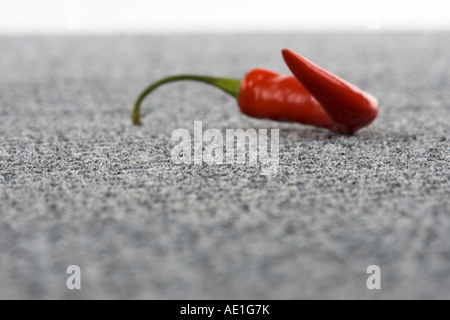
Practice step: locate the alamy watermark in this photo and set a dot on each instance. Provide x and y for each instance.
(374, 280)
(73, 282)
(235, 146)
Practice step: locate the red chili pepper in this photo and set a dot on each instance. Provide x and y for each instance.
(314, 96)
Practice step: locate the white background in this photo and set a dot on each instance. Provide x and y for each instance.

**Stated exercise**
Transcribe the entire listing above word for word, including every coordinate pair, and omit the pictures.

**Task output**
Practice step: locate the alamy watermark in this photo and set a dot on each instance. Provide x and y for each instance.
(374, 280)
(73, 282)
(235, 146)
Practice step: locate the red chili pepper in this photo and set a dot on each instance. Provide x and y for each instance.
(314, 96)
Practice step: locate the white background in this photo and set a dot on each instance. Provide x and y for each instance.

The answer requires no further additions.